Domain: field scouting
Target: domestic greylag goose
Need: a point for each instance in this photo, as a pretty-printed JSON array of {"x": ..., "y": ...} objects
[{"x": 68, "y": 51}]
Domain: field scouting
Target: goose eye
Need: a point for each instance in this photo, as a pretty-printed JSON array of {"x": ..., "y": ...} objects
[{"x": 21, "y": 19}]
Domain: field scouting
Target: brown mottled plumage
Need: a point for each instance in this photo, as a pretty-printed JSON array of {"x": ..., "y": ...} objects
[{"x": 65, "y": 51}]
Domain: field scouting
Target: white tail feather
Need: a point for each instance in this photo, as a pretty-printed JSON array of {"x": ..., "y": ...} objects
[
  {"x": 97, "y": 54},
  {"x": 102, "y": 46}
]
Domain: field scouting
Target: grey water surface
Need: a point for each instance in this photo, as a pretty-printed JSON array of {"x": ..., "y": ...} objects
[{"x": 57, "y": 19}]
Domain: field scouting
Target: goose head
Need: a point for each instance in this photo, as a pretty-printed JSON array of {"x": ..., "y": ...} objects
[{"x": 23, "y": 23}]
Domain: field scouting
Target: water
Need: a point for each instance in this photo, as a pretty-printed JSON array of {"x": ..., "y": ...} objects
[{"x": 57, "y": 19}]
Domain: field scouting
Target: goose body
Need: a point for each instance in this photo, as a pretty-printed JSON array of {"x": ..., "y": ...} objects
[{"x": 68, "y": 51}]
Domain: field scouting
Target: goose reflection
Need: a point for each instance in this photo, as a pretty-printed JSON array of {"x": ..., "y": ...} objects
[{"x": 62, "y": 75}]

• • • • • • •

* _Task brief_:
The word "goose" appears in some of the lines above. Copy those lines.

* _Result of the exercise_:
Target: domestic greylag goose
Target: goose eye
Target: goose head
Target: goose body
Target: goose reflection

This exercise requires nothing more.